TASK REQUIREMENTS | From the line containing "Target: self-balancing scooter" down to the line containing "Target: brick paving border" in the records below, reproduce every line exactly, ends included, and omit all others.

ENTRIES PROVIDED |
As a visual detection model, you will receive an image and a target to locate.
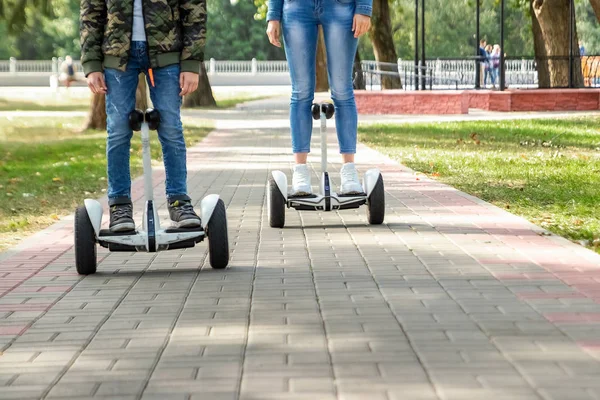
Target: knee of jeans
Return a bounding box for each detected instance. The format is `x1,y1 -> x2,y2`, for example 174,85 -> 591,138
291,84 -> 314,103
330,87 -> 355,102
107,119 -> 133,145
158,124 -> 185,145
331,83 -> 354,101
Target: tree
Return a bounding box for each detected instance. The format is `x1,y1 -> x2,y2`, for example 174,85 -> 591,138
253,0 -> 329,91
84,94 -> 107,130
590,0 -> 600,21
316,26 -> 329,92
206,0 -> 283,60
354,51 -> 366,90
369,0 -> 402,88
83,75 -> 148,130
531,0 -> 584,88
183,62 -> 217,107
0,0 -> 53,34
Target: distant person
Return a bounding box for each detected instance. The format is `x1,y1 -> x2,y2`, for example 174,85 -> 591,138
491,45 -> 501,87
483,44 -> 495,88
478,39 -> 487,88
479,39 -> 487,59
579,42 -> 584,56
59,56 -> 77,89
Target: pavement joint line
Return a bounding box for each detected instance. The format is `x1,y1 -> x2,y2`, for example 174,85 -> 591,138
140,130 -> 252,400
337,205 -> 443,400
298,207 -> 339,398
0,253 -> 112,353
235,128 -> 274,400
382,189 -> 548,399
39,252 -> 157,400
40,129 -> 226,399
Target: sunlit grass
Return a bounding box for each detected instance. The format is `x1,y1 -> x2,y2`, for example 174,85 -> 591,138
359,117 -> 600,252
0,116 -> 213,251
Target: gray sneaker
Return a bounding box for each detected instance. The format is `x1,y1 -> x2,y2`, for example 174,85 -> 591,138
168,199 -> 201,228
109,201 -> 135,232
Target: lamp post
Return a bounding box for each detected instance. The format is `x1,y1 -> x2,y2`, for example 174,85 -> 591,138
475,0 -> 481,89
415,0 -> 419,90
568,0 -> 574,88
499,0 -> 506,91
421,0 -> 426,90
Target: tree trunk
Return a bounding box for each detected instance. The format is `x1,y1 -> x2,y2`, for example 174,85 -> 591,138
315,26 -> 329,92
183,62 -> 217,107
531,1 -> 551,88
531,0 -> 584,88
353,51 -> 366,90
136,73 -> 149,110
369,0 -> 402,89
590,0 -> 600,22
83,74 -> 149,131
84,93 -> 107,130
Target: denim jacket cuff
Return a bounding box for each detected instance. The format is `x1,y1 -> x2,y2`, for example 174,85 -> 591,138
266,11 -> 282,21
355,5 -> 372,17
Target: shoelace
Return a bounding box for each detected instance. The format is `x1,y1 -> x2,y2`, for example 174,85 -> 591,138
111,204 -> 132,219
171,201 -> 197,217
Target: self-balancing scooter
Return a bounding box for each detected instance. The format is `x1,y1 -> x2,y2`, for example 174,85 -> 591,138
74,109 -> 229,275
268,102 -> 385,228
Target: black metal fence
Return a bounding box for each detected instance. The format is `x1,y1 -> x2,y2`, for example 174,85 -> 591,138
356,56 -> 600,91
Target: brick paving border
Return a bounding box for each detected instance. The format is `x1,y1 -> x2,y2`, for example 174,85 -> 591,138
1,116 -> 600,400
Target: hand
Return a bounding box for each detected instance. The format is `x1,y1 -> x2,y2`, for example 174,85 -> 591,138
87,72 -> 107,94
180,72 -> 199,96
353,14 -> 371,38
267,20 -> 282,47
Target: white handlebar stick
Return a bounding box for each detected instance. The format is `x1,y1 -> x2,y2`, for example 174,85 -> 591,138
321,111 -> 327,176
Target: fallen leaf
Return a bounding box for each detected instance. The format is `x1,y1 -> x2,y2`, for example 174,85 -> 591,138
431,172 -> 441,177
52,177 -> 62,183
50,214 -> 59,220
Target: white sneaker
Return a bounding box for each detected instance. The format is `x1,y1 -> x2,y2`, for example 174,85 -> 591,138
340,162 -> 363,194
292,164 -> 312,195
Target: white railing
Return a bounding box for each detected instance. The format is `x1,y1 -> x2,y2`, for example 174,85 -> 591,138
1,57 -> 546,77
8,56 -> 596,89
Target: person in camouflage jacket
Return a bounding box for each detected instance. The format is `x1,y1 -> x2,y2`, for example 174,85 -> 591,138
80,0 -> 207,76
80,0 -> 207,232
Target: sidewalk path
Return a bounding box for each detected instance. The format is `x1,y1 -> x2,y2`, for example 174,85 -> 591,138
1,112 -> 600,400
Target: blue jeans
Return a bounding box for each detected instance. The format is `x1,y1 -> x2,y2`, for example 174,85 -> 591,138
104,41 -> 188,203
484,68 -> 496,86
282,0 -> 359,154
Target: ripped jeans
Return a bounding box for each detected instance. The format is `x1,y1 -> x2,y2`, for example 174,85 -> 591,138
104,41 -> 188,202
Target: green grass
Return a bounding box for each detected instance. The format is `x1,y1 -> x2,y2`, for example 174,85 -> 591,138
0,116 -> 213,251
214,95 -> 270,109
0,98 -> 89,112
0,94 -> 270,112
359,117 -> 600,252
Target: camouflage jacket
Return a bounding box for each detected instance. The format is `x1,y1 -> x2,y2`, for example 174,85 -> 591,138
80,0 -> 206,76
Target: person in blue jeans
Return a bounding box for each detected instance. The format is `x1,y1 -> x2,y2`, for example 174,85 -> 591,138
81,0 -> 204,232
266,0 -> 372,195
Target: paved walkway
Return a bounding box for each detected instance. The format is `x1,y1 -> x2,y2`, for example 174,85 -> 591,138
2,111 -> 600,400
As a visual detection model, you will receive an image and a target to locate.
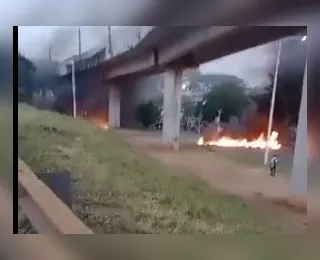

YOUR SOLUTION |
Target: self-balancing scooter
Return a bounding box for each detected instance. The format is `x1,y1 -> x2,y2`, for example 174,85 -> 591,138
74,109 -> 229,275
268,102 -> 385,228
Target: black metal fence
Return a bounding box for each detected instance. The format is `x1,y1 -> x2,y2`, for example 174,85 -> 591,138
356,56 -> 600,91
Target: brick paving border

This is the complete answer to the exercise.